§ **TASK TO COMPLETE**:
List every line of the data below that contains the string "sleeve", copying each line in full. Case counts.

§ **SUPPLIED MATERIAL**:
▼▼▼

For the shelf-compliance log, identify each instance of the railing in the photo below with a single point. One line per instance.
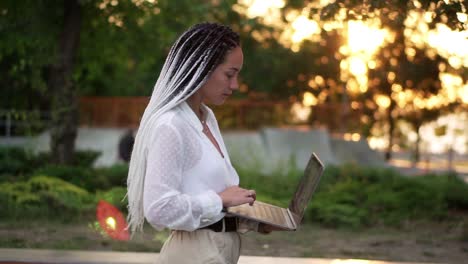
(233, 114)
(124, 112)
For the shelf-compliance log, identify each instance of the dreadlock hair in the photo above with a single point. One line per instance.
(189, 64)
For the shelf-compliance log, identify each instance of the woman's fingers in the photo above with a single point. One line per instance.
(234, 195)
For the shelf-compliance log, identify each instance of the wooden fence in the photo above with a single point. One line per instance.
(234, 114)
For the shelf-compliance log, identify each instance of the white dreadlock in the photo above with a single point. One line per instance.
(192, 58)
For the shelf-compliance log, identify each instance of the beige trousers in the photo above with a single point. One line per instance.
(202, 246)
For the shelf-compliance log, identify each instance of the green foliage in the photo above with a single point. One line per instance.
(115, 175)
(44, 196)
(80, 176)
(353, 196)
(16, 161)
(19, 163)
(114, 196)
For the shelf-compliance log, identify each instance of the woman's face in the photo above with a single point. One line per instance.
(223, 81)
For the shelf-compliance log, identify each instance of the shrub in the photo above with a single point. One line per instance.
(114, 176)
(16, 161)
(353, 196)
(114, 196)
(43, 196)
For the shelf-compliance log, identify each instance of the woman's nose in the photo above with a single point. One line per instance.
(234, 85)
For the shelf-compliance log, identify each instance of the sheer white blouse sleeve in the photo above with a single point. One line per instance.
(165, 205)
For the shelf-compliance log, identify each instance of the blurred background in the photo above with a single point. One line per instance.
(378, 88)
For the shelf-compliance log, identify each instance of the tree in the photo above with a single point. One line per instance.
(398, 70)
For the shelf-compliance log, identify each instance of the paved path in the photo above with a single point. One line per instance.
(20, 256)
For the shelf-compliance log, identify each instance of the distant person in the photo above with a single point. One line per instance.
(126, 145)
(180, 174)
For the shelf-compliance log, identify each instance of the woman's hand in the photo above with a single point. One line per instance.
(235, 195)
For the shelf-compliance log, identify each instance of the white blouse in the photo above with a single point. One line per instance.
(185, 171)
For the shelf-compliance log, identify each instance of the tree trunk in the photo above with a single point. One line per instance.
(417, 152)
(391, 128)
(64, 103)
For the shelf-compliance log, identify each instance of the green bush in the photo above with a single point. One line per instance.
(353, 196)
(43, 196)
(114, 176)
(114, 196)
(16, 161)
(82, 177)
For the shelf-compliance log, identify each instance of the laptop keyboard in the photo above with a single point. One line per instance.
(263, 211)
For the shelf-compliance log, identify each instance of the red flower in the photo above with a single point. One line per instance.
(112, 221)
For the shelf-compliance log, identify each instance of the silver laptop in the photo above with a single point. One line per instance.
(285, 218)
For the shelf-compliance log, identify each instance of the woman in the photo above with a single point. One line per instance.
(180, 175)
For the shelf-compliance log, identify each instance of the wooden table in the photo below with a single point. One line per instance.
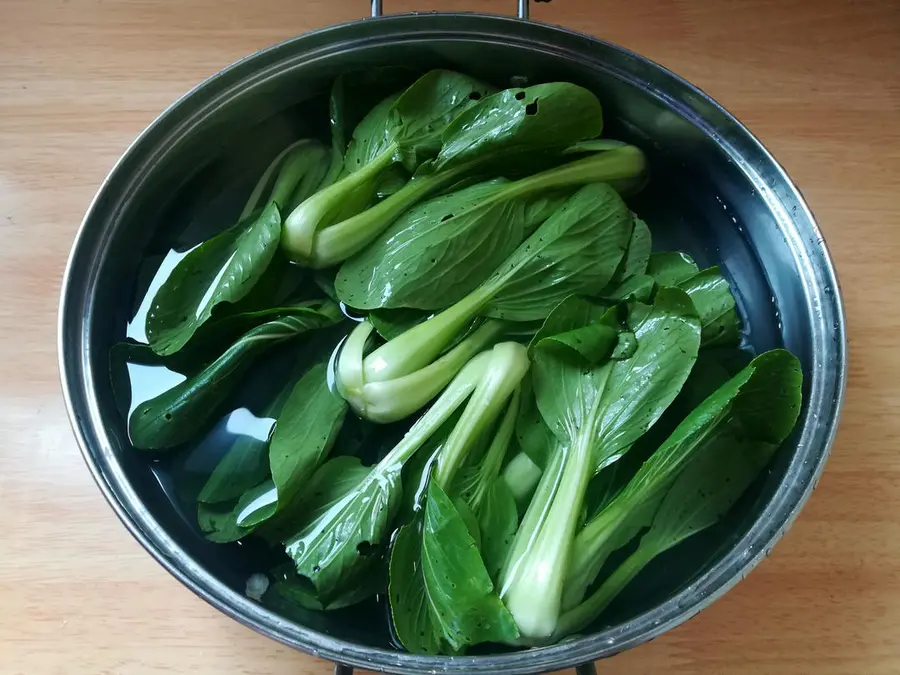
(817, 81)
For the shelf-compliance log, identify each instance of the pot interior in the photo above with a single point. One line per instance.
(192, 174)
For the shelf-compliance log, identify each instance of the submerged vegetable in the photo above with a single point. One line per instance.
(487, 491)
(441, 250)
(176, 415)
(596, 408)
(397, 398)
(334, 547)
(691, 480)
(342, 219)
(225, 268)
(577, 249)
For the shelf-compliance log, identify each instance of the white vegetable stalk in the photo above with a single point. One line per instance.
(509, 363)
(532, 583)
(339, 220)
(394, 399)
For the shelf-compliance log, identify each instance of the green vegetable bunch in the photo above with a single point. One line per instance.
(532, 406)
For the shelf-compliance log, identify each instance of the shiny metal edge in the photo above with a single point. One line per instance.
(711, 585)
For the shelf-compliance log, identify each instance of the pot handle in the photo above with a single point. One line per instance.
(583, 669)
(521, 10)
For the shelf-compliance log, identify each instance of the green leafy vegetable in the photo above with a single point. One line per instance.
(332, 225)
(223, 269)
(761, 403)
(331, 548)
(577, 249)
(178, 414)
(695, 477)
(515, 119)
(441, 250)
(596, 410)
(337, 221)
(711, 295)
(397, 398)
(442, 598)
(670, 269)
(353, 95)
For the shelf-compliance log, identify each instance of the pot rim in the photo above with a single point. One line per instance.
(748, 551)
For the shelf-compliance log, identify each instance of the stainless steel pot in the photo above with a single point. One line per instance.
(715, 192)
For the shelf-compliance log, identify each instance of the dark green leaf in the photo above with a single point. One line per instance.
(442, 598)
(620, 400)
(305, 432)
(299, 591)
(389, 323)
(437, 252)
(355, 93)
(415, 119)
(498, 520)
(517, 119)
(178, 414)
(638, 254)
(577, 250)
(750, 414)
(223, 269)
(711, 295)
(571, 313)
(670, 269)
(221, 522)
(637, 288)
(713, 462)
(243, 466)
(334, 545)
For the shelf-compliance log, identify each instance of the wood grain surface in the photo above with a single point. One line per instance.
(817, 81)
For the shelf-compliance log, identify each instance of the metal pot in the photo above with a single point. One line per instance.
(715, 192)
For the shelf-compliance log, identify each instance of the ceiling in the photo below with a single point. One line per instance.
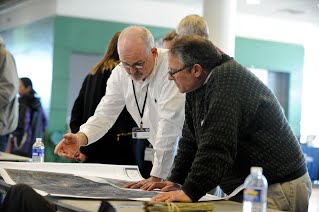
(294, 10)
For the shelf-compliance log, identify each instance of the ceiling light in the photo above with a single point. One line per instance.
(253, 2)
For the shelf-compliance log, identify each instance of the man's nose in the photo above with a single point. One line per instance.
(170, 77)
(133, 70)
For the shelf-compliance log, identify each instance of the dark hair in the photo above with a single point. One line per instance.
(194, 49)
(111, 57)
(28, 83)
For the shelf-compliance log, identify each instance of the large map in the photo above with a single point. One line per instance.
(69, 185)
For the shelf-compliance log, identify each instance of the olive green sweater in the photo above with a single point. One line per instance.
(234, 122)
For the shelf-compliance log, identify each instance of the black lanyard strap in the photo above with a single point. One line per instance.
(141, 113)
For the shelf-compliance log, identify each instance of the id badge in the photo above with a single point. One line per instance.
(140, 133)
(149, 154)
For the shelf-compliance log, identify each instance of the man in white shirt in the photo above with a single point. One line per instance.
(139, 83)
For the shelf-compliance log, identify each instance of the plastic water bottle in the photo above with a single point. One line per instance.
(255, 192)
(38, 151)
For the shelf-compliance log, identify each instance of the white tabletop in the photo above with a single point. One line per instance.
(11, 157)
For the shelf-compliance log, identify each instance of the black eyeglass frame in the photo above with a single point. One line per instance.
(171, 71)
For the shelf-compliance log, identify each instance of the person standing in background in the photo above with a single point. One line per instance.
(32, 120)
(9, 84)
(194, 25)
(115, 147)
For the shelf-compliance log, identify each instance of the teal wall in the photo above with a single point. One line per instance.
(280, 57)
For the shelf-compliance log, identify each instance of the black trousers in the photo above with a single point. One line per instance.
(139, 146)
(22, 198)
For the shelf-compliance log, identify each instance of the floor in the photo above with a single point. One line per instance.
(314, 199)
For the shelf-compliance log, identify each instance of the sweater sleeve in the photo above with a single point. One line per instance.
(216, 139)
(186, 150)
(77, 109)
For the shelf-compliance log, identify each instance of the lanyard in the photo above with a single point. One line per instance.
(141, 113)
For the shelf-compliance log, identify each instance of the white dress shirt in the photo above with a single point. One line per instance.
(164, 111)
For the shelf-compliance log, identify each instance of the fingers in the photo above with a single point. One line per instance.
(129, 185)
(164, 197)
(151, 186)
(170, 188)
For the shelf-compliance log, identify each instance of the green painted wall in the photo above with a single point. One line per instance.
(280, 57)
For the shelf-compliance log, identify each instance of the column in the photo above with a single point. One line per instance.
(221, 19)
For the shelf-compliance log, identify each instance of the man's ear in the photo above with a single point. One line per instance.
(197, 70)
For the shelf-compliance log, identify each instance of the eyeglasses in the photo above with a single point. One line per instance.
(138, 65)
(174, 71)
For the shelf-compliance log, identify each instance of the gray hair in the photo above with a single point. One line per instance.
(193, 25)
(194, 49)
(144, 34)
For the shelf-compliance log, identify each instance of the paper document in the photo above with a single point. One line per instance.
(79, 180)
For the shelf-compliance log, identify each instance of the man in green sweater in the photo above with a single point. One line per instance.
(232, 122)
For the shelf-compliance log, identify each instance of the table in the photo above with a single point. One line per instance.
(64, 204)
(85, 205)
(13, 158)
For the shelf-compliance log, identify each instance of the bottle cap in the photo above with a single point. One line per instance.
(256, 169)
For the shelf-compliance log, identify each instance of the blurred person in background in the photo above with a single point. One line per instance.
(32, 120)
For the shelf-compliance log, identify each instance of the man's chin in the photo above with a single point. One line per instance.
(137, 78)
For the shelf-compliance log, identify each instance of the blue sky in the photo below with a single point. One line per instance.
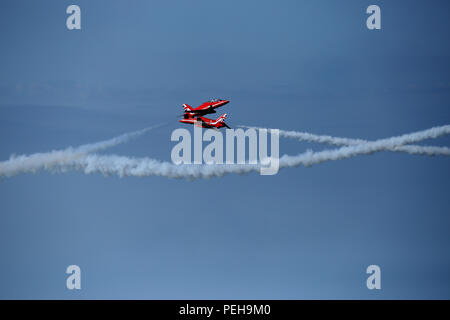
(299, 65)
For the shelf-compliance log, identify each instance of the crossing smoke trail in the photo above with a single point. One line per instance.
(338, 141)
(124, 166)
(47, 160)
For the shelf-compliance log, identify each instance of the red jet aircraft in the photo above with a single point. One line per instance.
(207, 123)
(205, 108)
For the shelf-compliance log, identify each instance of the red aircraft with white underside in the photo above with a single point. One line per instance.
(194, 115)
(207, 123)
(205, 108)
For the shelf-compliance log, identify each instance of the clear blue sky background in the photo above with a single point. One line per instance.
(301, 65)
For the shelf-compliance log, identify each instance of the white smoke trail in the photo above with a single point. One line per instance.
(125, 166)
(338, 141)
(47, 160)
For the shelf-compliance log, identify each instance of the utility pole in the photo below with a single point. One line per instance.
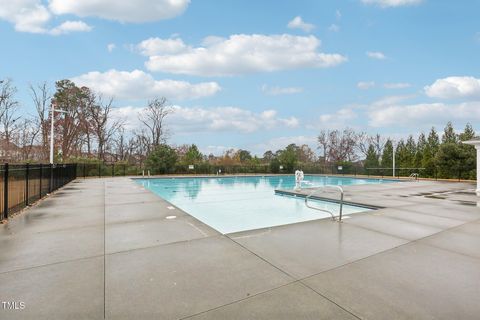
(52, 115)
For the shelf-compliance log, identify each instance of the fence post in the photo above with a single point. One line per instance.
(5, 192)
(27, 174)
(40, 180)
(50, 183)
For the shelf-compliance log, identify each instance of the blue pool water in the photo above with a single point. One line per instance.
(232, 204)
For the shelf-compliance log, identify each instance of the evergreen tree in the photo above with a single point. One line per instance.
(410, 150)
(467, 134)
(421, 143)
(193, 155)
(387, 156)
(468, 152)
(429, 153)
(449, 135)
(372, 159)
(400, 154)
(288, 158)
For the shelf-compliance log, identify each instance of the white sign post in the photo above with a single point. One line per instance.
(476, 143)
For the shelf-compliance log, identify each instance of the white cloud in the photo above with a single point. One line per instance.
(454, 87)
(397, 85)
(281, 142)
(275, 91)
(338, 14)
(26, 15)
(124, 11)
(157, 46)
(140, 85)
(111, 47)
(298, 23)
(422, 114)
(33, 17)
(365, 85)
(70, 26)
(340, 119)
(334, 28)
(215, 150)
(185, 120)
(376, 55)
(243, 54)
(392, 3)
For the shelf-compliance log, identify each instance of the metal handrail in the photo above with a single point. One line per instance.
(414, 176)
(331, 213)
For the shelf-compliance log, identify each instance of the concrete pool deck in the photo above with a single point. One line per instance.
(105, 248)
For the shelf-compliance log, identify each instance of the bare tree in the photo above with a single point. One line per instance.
(69, 98)
(103, 126)
(323, 143)
(153, 117)
(27, 132)
(364, 141)
(121, 145)
(8, 114)
(338, 145)
(41, 97)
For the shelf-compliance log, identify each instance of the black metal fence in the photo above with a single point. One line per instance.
(23, 184)
(122, 169)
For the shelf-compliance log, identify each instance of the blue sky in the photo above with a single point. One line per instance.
(257, 74)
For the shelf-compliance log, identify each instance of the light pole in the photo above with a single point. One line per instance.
(52, 115)
(393, 157)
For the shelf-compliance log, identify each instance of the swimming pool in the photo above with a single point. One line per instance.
(232, 204)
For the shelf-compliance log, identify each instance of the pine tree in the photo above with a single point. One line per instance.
(468, 152)
(401, 157)
(449, 135)
(467, 134)
(410, 150)
(429, 153)
(387, 155)
(372, 159)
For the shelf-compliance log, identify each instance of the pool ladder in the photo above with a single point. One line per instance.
(340, 189)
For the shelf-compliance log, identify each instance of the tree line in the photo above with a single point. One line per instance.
(85, 126)
(87, 130)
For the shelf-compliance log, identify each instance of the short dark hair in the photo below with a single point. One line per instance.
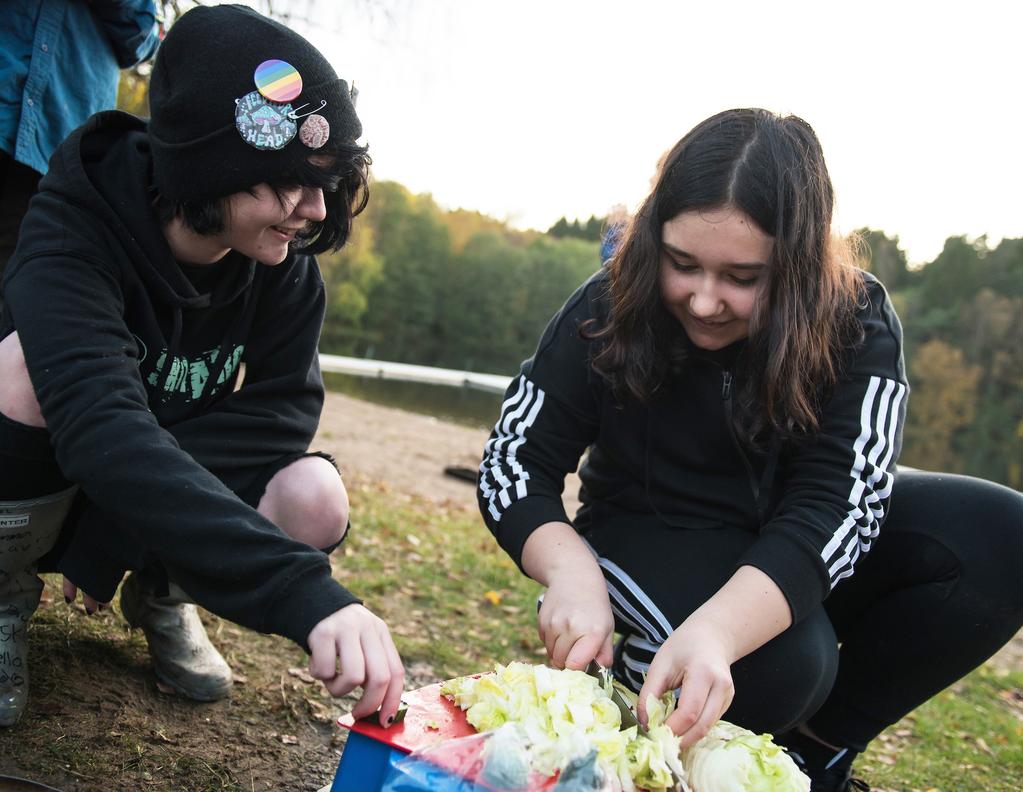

▲▲▲

§ **WORKED SOLUTION**:
For the shelf-compliance log, identify each instance of the sheer white blouse sleeve in the photo above with a single point. One line per instance.
For the shelf-compliance log, identify each instance of the sweater sleeve in the photo above with a single point. One line per instance.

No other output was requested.